#### Instructions for the task
Every line containing "upper" should be identified and copied from the data below.
▬▬▬
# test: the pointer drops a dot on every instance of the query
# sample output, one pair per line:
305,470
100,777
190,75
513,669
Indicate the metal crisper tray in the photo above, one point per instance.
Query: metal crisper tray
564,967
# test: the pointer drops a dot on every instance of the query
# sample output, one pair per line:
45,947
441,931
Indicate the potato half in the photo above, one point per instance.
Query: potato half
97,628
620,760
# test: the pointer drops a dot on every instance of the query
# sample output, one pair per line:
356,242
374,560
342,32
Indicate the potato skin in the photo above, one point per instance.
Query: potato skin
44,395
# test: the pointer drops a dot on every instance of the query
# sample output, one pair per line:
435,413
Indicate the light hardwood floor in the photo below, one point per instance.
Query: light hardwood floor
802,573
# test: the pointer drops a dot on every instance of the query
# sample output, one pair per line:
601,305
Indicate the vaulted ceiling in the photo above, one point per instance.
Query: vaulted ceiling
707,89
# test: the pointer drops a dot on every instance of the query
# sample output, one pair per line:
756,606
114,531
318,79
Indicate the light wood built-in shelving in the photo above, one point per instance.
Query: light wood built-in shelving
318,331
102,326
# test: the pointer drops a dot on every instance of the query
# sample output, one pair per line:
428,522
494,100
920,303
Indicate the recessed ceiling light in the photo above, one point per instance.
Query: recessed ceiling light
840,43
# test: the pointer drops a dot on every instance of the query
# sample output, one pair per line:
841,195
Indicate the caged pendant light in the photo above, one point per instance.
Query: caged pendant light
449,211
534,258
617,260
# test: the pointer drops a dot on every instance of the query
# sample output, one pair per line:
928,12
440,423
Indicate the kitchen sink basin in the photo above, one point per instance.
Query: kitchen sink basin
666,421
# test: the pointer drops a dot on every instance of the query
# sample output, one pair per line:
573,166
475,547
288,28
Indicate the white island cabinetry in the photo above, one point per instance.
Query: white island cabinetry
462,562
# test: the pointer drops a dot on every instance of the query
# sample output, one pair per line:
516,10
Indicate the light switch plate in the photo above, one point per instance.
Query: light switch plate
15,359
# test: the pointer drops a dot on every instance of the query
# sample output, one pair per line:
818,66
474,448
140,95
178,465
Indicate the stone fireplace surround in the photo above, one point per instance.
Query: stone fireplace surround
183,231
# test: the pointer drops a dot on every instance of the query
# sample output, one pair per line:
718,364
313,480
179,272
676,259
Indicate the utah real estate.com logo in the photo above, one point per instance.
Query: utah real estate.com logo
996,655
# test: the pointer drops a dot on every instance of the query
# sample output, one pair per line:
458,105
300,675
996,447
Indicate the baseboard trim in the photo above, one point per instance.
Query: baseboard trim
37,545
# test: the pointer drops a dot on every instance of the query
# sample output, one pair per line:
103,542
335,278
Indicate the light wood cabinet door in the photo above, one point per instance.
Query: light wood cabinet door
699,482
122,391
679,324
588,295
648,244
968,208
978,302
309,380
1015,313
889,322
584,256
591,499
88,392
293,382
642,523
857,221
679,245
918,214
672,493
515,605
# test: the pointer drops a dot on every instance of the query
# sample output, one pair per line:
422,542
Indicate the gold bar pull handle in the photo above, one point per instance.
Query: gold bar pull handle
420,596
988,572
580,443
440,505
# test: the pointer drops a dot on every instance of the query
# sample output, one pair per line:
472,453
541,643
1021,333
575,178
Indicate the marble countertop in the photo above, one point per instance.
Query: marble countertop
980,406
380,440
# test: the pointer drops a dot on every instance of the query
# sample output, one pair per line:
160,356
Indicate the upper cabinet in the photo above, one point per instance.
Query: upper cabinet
▬▬▬
#### Answer below
Indicate the upper cabinet in the photo above, one point per instance.
Query: upper cabinet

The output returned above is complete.